▸ **PROVIDED TEXT**
☆ ☆ ☆

For those trying to prevent outbreaks of infectious diseases, there may be no more powerful tool than a mobile phone to identify “superspreaders” of viruses.

“There are more cell phones than people, and, in most urban areas, network coverage is close to 100 percent, hence we can get very accurate measurement and sampling of the population,” Jon Crowcroft, a professor of networked systems at the University of Cambridge in England says in a story published by the university.

“How people behave could limit or exacerbate their risk of infection,” Crowcroft explains. “Patterns of social interaction that worsen the spread of disease pose a significant risk. On the other hand, if people stay at home rather than work, the cost to the economy may be greater than the cost incurred through actual illness.”

Crowcroft and colleague Eiko Yoneki are co-leading the FluPhone study, a smartphone-based project at the Cambridge Computer Laboratory to investigate how influenza viruses spread as people interact with each other. The Java-based app, designed for Nokia’s Symbian OS and compatible with various Nokia Series 40 and Series 60 smartphones, asks questions of study participants to look for flu-like symptoms.

☆ ☆ ☆

(Saved lines)
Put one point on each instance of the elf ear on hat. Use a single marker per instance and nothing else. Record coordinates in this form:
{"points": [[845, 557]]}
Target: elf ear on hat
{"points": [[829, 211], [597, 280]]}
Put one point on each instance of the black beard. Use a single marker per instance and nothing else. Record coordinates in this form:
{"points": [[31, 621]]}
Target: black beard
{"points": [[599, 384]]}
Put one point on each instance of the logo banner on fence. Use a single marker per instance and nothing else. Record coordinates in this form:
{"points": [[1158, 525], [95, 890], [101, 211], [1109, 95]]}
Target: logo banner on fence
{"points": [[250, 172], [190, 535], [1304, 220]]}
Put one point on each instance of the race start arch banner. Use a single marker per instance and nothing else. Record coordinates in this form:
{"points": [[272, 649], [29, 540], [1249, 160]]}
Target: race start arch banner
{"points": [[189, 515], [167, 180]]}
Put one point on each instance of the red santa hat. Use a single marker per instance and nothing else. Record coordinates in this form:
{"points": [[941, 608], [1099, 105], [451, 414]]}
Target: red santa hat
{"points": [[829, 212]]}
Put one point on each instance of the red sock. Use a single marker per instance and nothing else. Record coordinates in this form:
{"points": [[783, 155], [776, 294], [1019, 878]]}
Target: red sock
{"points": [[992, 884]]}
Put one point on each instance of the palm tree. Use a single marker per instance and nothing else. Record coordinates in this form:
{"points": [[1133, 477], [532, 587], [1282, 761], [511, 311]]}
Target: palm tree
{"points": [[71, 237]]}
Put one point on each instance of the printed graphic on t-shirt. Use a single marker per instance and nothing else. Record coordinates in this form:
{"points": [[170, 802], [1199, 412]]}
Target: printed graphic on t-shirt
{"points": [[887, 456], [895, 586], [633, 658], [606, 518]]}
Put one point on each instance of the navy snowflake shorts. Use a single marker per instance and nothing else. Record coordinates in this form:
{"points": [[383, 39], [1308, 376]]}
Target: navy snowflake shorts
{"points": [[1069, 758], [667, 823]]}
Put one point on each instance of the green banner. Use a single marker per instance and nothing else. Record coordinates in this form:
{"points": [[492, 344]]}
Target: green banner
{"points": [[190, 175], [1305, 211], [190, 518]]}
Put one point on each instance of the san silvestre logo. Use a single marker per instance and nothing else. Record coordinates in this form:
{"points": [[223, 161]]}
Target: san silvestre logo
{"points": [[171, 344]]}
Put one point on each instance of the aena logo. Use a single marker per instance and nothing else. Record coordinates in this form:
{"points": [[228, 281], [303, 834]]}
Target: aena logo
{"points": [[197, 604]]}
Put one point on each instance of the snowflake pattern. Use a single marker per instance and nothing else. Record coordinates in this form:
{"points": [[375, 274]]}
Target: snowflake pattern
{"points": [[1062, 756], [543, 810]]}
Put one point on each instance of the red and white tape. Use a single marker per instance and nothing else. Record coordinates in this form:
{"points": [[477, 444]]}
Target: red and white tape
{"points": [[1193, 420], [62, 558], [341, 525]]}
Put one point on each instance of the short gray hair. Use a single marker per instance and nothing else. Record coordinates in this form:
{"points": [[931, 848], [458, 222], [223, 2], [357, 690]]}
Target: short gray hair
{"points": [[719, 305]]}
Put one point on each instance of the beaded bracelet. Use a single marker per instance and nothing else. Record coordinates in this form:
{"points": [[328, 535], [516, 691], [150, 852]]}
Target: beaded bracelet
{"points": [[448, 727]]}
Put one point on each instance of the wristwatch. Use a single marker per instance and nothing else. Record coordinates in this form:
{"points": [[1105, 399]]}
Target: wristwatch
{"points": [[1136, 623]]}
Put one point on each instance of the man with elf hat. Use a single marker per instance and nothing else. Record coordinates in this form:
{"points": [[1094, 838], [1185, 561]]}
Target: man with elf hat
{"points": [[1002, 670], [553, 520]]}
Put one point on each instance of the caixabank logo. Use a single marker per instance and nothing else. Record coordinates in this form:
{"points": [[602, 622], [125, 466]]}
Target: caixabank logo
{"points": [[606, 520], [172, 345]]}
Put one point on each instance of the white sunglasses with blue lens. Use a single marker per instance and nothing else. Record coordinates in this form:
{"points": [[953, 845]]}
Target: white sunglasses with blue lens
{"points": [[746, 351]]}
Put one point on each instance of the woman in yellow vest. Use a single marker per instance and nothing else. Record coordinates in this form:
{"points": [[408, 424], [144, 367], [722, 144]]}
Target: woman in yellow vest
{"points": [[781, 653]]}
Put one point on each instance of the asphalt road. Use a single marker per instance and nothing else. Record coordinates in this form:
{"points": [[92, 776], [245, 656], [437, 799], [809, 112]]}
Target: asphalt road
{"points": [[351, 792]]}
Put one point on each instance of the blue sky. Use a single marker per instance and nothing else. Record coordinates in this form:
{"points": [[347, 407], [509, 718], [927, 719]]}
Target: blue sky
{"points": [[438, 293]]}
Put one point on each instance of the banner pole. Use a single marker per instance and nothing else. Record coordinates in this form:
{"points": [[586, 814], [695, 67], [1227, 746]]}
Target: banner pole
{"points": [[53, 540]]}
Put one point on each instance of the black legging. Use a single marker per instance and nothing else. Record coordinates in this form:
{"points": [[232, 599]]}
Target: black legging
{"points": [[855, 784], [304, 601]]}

☆ ☆ ☆

▸ **PROBLEMS TO SOLVE**
#1 In the piece on mobile phones and flu spread, which operating system was the FluPhone app designed for?
#2 Extend the article on mobile phones and the FluPhone study beyond its last sentence.

▸ **EXPECTED RESPONSES**
#1 Nokia's Symbian OS.

#2
“It also captures physical proximity information between individuals by recording other devices nearby via Bluetooth communication,” Yoneki says in the Cambridge article. The researchers cited ethical considerations for ruling out using GPS to track people’s movement.

The Cambridge team recently opened up FluPhone participation to the public after running a pilot among volunteers in the university community that happened to coincide with a rash of swine flu. “In this particular outbreak it’s now known that some people carried the disease yet were asymptomatic. Our system is capable of identifying these asymptomatic ‘superspreaders’ because they show up by virtue of the contacts who develop the disease,” according to Crowcroft.

“A post-facto analysis of these data [from the pilot] will yield valuable insight into how human communities are formed, how much time people spend together and how frequently they meet. Such data show complex network-like structures, which is very useful for understanding the spread of diseases,” Yoneki adds.

The researchers also have developed a prototype of a “virtual-disease epidemic” app that simulates the transmission of disease when two study participants are in Bluetooth range of each other, usually about 30 feet. “This has proved to be a fantastic tool,” Crowcroft says. “You can run a ‘what-if’ experiment on the live population based on their contacts, simply by randomly choosing some of the mobile phones to be infectious. We can then model the effect of behavior on disease spread.”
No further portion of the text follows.